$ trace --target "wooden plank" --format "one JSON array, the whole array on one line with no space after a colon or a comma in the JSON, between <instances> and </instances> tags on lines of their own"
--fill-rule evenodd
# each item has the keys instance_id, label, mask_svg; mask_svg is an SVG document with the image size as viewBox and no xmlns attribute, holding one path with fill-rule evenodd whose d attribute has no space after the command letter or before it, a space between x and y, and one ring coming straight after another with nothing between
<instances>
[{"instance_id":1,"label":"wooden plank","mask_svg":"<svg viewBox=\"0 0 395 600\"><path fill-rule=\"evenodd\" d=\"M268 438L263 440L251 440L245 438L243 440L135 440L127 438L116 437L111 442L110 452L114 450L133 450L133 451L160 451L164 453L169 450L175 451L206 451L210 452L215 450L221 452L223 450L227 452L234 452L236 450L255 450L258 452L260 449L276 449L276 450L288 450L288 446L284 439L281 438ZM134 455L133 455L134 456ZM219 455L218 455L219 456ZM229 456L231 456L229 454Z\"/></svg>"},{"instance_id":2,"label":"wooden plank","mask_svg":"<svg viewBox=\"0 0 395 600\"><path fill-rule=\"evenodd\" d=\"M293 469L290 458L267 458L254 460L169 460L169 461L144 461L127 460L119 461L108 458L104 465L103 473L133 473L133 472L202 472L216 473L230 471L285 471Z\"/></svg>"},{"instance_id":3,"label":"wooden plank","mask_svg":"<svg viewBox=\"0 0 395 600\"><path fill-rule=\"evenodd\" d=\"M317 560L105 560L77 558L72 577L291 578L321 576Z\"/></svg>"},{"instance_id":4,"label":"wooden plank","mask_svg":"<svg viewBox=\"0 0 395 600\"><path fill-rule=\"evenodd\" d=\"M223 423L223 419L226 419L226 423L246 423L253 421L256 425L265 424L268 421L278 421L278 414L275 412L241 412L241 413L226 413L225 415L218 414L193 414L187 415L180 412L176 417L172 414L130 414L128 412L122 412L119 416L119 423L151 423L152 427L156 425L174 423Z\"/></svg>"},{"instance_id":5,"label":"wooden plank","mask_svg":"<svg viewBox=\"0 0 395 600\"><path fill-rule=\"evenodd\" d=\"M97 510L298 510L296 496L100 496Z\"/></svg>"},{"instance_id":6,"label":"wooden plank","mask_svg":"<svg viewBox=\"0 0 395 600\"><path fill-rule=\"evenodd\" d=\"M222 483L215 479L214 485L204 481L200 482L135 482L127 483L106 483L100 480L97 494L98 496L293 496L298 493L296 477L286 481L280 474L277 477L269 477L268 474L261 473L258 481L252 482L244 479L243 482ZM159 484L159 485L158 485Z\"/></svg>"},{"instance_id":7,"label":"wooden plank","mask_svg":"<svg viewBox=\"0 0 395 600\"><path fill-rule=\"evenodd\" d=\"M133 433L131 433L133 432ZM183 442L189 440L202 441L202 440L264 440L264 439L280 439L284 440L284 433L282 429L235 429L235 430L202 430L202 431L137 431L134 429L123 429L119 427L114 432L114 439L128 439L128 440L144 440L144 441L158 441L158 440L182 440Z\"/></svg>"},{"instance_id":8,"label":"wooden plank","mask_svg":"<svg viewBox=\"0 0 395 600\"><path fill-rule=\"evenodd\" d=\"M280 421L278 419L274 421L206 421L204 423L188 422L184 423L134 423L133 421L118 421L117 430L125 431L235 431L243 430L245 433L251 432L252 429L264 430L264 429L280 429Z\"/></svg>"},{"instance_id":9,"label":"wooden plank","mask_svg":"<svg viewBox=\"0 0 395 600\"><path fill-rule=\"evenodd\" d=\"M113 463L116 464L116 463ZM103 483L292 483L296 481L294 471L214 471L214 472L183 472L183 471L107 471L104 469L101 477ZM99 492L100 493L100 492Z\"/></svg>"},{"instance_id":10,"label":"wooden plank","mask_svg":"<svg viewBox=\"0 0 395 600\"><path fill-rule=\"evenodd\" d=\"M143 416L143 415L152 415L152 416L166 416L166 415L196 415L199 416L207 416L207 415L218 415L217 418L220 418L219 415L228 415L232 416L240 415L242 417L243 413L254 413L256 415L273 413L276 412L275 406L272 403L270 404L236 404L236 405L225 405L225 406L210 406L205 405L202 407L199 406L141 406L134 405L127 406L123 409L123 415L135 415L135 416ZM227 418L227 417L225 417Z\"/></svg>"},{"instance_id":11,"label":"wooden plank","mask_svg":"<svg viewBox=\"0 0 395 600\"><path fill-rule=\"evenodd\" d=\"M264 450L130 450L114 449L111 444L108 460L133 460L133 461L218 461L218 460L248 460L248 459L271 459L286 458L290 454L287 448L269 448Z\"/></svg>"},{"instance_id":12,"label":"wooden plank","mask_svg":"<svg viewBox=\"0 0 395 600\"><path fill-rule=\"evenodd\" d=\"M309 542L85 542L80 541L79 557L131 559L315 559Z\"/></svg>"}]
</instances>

◆ ◆ ◆ ◆

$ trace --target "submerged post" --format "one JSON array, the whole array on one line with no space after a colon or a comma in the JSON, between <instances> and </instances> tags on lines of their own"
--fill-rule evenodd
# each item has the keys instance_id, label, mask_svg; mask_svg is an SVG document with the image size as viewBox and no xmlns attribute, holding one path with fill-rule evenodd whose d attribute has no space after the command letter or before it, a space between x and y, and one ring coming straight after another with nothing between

◆ ◆ ◆ ◆

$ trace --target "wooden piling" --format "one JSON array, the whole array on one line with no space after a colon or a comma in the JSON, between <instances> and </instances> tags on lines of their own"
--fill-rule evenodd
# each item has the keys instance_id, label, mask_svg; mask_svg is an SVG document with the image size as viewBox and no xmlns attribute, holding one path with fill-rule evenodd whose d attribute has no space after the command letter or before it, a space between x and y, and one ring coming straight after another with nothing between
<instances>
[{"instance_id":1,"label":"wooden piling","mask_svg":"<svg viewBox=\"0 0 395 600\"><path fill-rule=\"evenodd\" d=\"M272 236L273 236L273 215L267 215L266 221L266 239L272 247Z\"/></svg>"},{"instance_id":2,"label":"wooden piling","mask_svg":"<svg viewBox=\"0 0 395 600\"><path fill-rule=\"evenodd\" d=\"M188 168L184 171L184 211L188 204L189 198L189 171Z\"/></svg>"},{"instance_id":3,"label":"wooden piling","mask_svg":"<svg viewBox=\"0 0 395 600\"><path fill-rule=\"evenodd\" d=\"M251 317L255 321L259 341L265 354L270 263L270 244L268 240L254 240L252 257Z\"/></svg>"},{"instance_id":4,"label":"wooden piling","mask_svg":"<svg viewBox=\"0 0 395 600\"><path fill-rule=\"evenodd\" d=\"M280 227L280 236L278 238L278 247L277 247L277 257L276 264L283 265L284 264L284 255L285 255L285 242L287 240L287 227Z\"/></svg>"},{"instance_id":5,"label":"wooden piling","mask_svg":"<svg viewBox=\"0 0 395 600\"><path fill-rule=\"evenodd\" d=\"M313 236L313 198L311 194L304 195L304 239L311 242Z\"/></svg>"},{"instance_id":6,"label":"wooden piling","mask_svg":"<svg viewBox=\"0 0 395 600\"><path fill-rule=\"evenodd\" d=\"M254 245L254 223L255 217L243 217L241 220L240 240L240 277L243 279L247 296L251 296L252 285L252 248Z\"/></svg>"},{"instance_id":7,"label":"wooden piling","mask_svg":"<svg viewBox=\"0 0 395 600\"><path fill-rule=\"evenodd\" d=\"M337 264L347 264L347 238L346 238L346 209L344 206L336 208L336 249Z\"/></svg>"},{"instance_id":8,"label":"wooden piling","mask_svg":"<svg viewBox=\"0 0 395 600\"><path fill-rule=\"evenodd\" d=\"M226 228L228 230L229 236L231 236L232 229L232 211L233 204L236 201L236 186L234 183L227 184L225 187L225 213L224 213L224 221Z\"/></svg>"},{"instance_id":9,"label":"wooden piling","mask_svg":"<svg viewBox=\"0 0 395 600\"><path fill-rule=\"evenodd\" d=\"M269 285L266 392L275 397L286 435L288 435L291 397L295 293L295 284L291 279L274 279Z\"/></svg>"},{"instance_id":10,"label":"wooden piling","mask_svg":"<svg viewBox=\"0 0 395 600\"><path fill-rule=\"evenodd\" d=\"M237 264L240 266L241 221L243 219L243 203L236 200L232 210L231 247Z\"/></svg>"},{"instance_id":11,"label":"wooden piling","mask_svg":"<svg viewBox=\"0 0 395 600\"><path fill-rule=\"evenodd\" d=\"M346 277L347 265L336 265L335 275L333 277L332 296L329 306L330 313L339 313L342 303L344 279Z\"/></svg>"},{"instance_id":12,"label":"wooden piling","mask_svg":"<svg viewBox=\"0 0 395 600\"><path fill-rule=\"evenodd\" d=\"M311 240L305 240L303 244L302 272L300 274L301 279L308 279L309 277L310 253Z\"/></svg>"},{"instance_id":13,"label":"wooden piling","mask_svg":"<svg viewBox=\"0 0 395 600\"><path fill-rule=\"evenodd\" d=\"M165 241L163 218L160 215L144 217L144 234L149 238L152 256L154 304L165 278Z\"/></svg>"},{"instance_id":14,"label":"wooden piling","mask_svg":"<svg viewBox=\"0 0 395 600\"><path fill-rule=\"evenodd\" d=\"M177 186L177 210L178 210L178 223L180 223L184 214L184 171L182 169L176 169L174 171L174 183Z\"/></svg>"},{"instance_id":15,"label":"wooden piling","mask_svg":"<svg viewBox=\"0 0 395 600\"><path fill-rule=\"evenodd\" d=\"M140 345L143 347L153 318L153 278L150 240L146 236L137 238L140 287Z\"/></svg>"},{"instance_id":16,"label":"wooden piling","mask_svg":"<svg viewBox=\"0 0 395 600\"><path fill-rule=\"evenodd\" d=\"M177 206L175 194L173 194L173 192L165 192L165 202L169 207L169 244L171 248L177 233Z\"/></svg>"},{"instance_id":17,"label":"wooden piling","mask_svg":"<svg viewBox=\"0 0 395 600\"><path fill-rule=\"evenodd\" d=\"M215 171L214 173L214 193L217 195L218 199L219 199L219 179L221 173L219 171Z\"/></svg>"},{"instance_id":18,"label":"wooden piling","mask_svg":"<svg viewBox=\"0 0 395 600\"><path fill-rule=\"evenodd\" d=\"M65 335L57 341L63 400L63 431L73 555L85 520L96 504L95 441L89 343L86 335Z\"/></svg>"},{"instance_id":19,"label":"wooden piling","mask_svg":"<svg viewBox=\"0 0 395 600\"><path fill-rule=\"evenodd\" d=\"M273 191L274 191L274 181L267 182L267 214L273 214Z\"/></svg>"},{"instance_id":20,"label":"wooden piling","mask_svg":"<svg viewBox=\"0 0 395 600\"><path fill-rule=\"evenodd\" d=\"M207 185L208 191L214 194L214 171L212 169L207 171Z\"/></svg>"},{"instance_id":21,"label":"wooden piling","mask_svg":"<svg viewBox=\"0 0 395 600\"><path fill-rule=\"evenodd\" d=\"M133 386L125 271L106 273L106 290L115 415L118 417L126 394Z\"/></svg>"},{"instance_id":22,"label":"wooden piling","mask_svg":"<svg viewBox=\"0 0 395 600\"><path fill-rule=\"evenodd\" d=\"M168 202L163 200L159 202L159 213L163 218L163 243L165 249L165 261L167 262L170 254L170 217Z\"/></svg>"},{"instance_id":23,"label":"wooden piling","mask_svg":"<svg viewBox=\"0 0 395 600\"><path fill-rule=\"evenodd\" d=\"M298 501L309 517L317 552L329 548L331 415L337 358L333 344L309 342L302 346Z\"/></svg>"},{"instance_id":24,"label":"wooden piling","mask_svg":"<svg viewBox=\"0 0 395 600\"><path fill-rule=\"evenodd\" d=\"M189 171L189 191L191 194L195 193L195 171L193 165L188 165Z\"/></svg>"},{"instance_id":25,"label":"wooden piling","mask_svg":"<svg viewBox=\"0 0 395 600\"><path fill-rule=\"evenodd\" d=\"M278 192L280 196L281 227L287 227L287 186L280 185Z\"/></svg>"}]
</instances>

◆ ◆ ◆ ◆

What the task requires = Would you please show every line of the material above that includes the string "trace"?

Written answer =
$ trace --target "wooden plank" --format "one JSON array, the whole array on one line with no space after a colon or a comma in the JSON, between <instances> and </instances> tags on lines of their own"
$ trace --target "submerged post" --format "one JSON array, the whole array on one line with no space after a colon or a comma in the JSON, between <instances> and </instances> tags on lines of their own"
$ trace --target "wooden piling" --format "one JSON array, the whole array on one line with no space after a colon or a comma in the JSON, between <instances> and </instances> tags on lines of their own"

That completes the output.